→ **SEITENAUSZUG**
::::::

Otmar Steinbicker
Ökonomie entscheidet, nicht mehr das Militär
Aachener Nachrichten, 22.01.2021

Otmar Steinbicker, Foto: Beate Knappe
„Aber es muss Ihnen doch vollkommen klar sein, wohin das geostrategisch führt. Sie treiben Russland und China immer mehr zusammen, und Sie schaffen damit den größten wirtschaftlichen und militärischen Verbund, den es gibt. Und ich finde nicht, dass das die Strategie des Westens in dieser Auseinandersetzung sein sollte.“ Außenminister Heiko Maas, der diese Worte am Mittwoch im Bundestag an die Gegner des Nord-Stream2-Projektes richtete, wies damit auf eine strategische Ebene der internationalen Politik jenseits der tagesaktuellen Zwistigkeiten hin.
Seit Jahren ist ein neuer, langfristig angelegter Kampf um die Vorherrschaft in der Welt entbrannt. Die USA, die 1990 als alleinige und unumstrittene Führungsmacht aus dem Kalten Krieg hervorgegangen waren, schwächten sich vor allem selbst in den Kriegen ab 2001 gegen Afghanistan und Irak, die die Staatsfinanzen ruinierten, aber keinerlei Kriegsgewinne abwarfen. Russland als Nachfolgestaat der einst zweiten Supermacht ist nur noch ein Schatten der UdSSR, die sich in den 1980er Jahren im Afghanistankrieg aufgerieben hatte. Russland ist heute zwar noch immer als Atommacht militärisch stark, rohstoffreich und erzielt seine Einkünfte vor allem aus dem Export fossiler Brennstoffe. Ansonsten rangiert das Land aber ökonomisch eher auf einem Niveau von Italien. Einen längeren und größeren konventionell geführten Krieg gegen wen auch immer dürfte Russland ökonomisch nicht durchhalten und wird ihn tunlichst vermeiden.

::::::

→ **AUFGABENSTELLUNG 1**
Nennen Sie alle Staaten, die im Seitenauszug namentlich erwähnt werden.
→ **AUFGABENSTELLUNG 2**
In welchem Jahr gingen die USA laut Seitenauszug als alleinige und unumstrittene Führungsmacht aus dem Kalten Krieg hervor?
→ **AUFGABENSTELLUNG 3**
Tauschen Sie im Seitenauszug „Bundestag“ gegen „Parlament“ aus und geben Sie den Abschnitt zwischen „Otmar Steinbicker, Foto: Beate“ und „tagesaktuellen Zwistigkeiten hin.“, beide eingeschlossen, wieder.
Die Zeilen sind eigenständiges Material und gehören nicht zum Seitenauszug.

→ **EXTRAHIERTE ANGABEN**
::::::

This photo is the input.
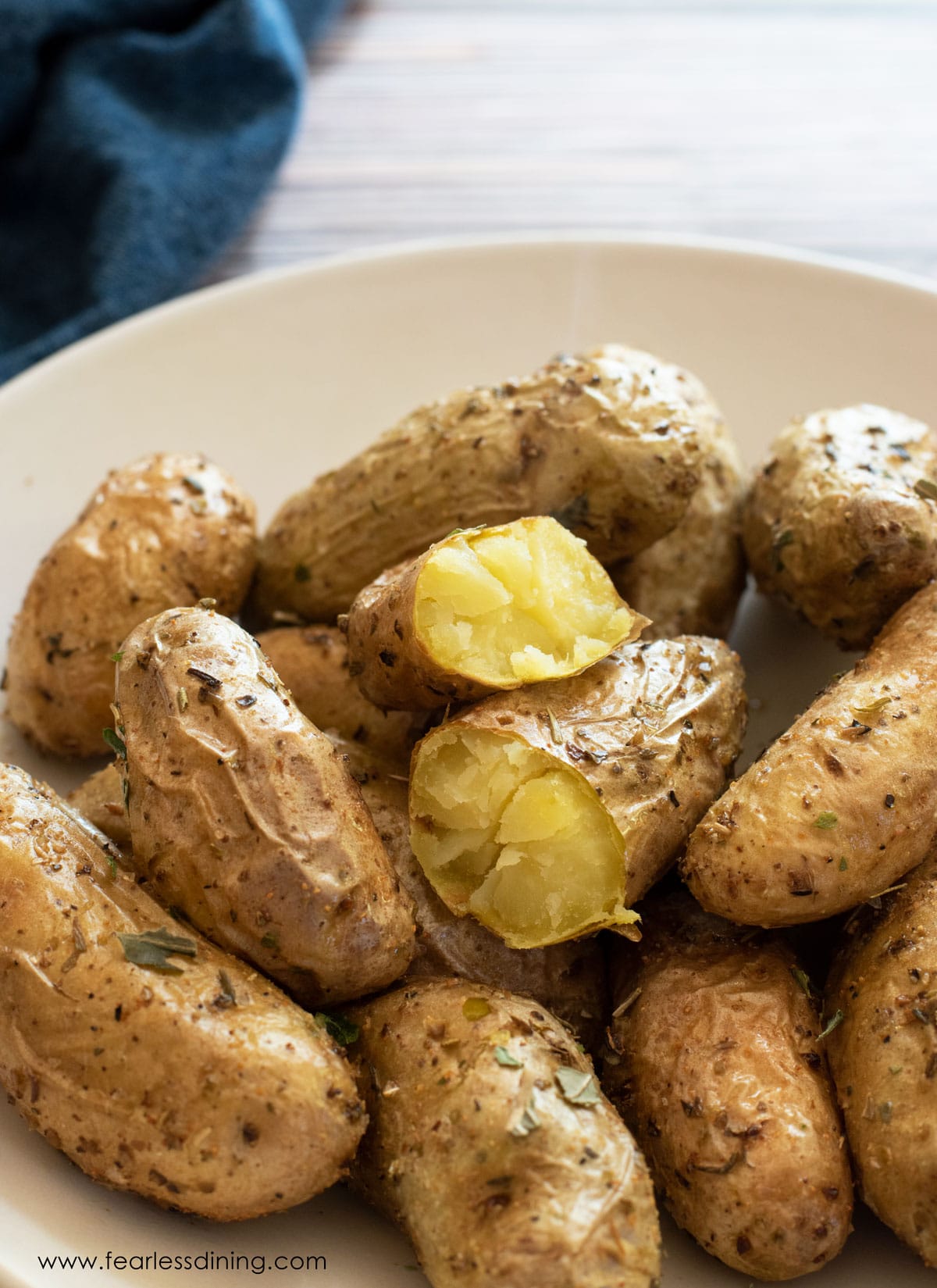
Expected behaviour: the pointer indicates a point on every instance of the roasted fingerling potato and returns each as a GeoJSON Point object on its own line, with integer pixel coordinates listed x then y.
{"type": "Point", "coordinates": [605, 442]}
{"type": "Point", "coordinates": [164, 531]}
{"type": "Point", "coordinates": [845, 803]}
{"type": "Point", "coordinates": [842, 518]}
{"type": "Point", "coordinates": [568, 979]}
{"type": "Point", "coordinates": [493, 1148]}
{"type": "Point", "coordinates": [689, 583]}
{"type": "Point", "coordinates": [153, 1060]}
{"type": "Point", "coordinates": [486, 611]}
{"type": "Point", "coordinates": [312, 661]}
{"type": "Point", "coordinates": [245, 818]}
{"type": "Point", "coordinates": [718, 1069]}
{"type": "Point", "coordinates": [546, 812]}
{"type": "Point", "coordinates": [883, 1055]}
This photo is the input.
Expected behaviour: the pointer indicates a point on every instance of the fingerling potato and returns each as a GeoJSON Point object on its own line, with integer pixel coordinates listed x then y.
{"type": "Point", "coordinates": [885, 1057]}
{"type": "Point", "coordinates": [313, 664]}
{"type": "Point", "coordinates": [166, 530]}
{"type": "Point", "coordinates": [242, 815]}
{"type": "Point", "coordinates": [842, 518]}
{"type": "Point", "coordinates": [493, 1148]}
{"type": "Point", "coordinates": [724, 1082]}
{"type": "Point", "coordinates": [689, 583]}
{"type": "Point", "coordinates": [607, 444]}
{"type": "Point", "coordinates": [152, 1059]}
{"type": "Point", "coordinates": [568, 979]}
{"type": "Point", "coordinates": [545, 813]}
{"type": "Point", "coordinates": [486, 611]}
{"type": "Point", "coordinates": [845, 803]}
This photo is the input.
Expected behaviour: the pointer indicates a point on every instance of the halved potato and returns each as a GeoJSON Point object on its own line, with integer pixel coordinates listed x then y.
{"type": "Point", "coordinates": [482, 611]}
{"type": "Point", "coordinates": [546, 812]}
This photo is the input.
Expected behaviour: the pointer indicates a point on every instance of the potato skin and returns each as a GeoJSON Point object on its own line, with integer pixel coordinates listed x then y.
{"type": "Point", "coordinates": [153, 1082]}
{"type": "Point", "coordinates": [885, 1057]}
{"type": "Point", "coordinates": [689, 583]}
{"type": "Point", "coordinates": [101, 800]}
{"type": "Point", "coordinates": [654, 728]}
{"type": "Point", "coordinates": [567, 1206]}
{"type": "Point", "coordinates": [569, 979]}
{"type": "Point", "coordinates": [242, 815]}
{"type": "Point", "coordinates": [720, 1071]}
{"type": "Point", "coordinates": [312, 661]}
{"type": "Point", "coordinates": [604, 442]}
{"type": "Point", "coordinates": [834, 523]}
{"type": "Point", "coordinates": [843, 804]}
{"type": "Point", "coordinates": [164, 531]}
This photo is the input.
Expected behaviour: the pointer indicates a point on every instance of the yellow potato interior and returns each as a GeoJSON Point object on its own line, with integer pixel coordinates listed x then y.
{"type": "Point", "coordinates": [516, 837]}
{"type": "Point", "coordinates": [519, 603]}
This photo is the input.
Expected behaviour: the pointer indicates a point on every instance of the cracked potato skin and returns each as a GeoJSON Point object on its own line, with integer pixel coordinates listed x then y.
{"type": "Point", "coordinates": [885, 1057]}
{"type": "Point", "coordinates": [605, 442]}
{"type": "Point", "coordinates": [569, 979]}
{"type": "Point", "coordinates": [153, 1082]}
{"type": "Point", "coordinates": [842, 519]}
{"type": "Point", "coordinates": [722, 1079]}
{"type": "Point", "coordinates": [242, 814]}
{"type": "Point", "coordinates": [689, 583]}
{"type": "Point", "coordinates": [446, 1158]}
{"type": "Point", "coordinates": [166, 530]}
{"type": "Point", "coordinates": [841, 805]}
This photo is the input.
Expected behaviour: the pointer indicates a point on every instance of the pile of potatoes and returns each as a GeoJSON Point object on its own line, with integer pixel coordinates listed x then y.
{"type": "Point", "coordinates": [390, 890]}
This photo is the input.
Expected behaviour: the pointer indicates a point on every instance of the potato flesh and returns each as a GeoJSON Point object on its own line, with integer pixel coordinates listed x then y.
{"type": "Point", "coordinates": [518, 839]}
{"type": "Point", "coordinates": [518, 605]}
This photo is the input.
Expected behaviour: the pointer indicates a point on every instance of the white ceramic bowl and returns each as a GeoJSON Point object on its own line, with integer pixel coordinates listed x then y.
{"type": "Point", "coordinates": [282, 375]}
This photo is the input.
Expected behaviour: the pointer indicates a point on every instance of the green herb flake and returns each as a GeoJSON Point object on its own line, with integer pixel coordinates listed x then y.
{"type": "Point", "coordinates": [476, 1008]}
{"type": "Point", "coordinates": [115, 742]}
{"type": "Point", "coordinates": [578, 1087]}
{"type": "Point", "coordinates": [528, 1122]}
{"type": "Point", "coordinates": [226, 994]}
{"type": "Point", "coordinates": [339, 1028]}
{"type": "Point", "coordinates": [833, 1023]}
{"type": "Point", "coordinates": [152, 950]}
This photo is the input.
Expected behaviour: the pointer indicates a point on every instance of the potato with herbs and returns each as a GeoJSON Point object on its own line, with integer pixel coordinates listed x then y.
{"type": "Point", "coordinates": [312, 661]}
{"type": "Point", "coordinates": [885, 1057]}
{"type": "Point", "coordinates": [841, 805]}
{"type": "Point", "coordinates": [568, 978]}
{"type": "Point", "coordinates": [492, 1147]}
{"type": "Point", "coordinates": [842, 519]}
{"type": "Point", "coordinates": [152, 1059]}
{"type": "Point", "coordinates": [242, 815]}
{"type": "Point", "coordinates": [607, 444]}
{"type": "Point", "coordinates": [101, 800]}
{"type": "Point", "coordinates": [486, 611]}
{"type": "Point", "coordinates": [168, 530]}
{"type": "Point", "coordinates": [722, 1079]}
{"type": "Point", "coordinates": [690, 581]}
{"type": "Point", "coordinates": [545, 813]}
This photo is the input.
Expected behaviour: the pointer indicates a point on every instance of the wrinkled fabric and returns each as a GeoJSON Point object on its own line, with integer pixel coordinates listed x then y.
{"type": "Point", "coordinates": [135, 138]}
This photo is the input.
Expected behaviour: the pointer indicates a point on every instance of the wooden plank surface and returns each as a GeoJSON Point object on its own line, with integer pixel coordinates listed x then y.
{"type": "Point", "coordinates": [812, 124]}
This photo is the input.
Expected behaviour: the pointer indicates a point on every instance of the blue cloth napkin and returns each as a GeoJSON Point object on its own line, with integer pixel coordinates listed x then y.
{"type": "Point", "coordinates": [135, 137]}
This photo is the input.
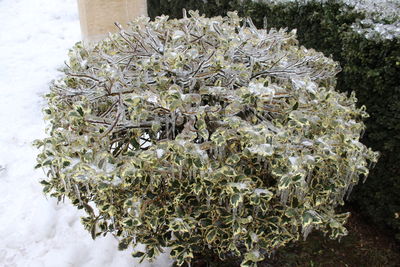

::::::

→ **SCHRIFTLICHE LÖSUNG 1**
Russland, China, USA, Afghanistan, Irak, UdSSR, Italien

→ **SCHRIFTLICHE LÖSUNG 2**
1990

→ **SCHRIFTLICHE LÖSUNG 3**
Otmar Steinbicker, Foto: Beate Knappe
„Aber es muss Ihnen doch vollkommen klar sein, wohin das geostrategisch führt. Sie treiben Russland und China immer mehr zusammen, und Sie schaffen damit den größten wirtschaftlichen und militärischen Verbund, den es gibt. Und ich finde nicht, dass das die Strategie des Westens in dieser Auseinandersetzung sein sollte.“ Außenminister Heiko Maas, der diese Worte am Mittwoch im Parlament an die Gegner des Nord-Stream2-Projektes richtete, wies damit auf eine strategische Ebene der internationalen Politik jenseits der tagesaktuellen Zwistigkeiten hin.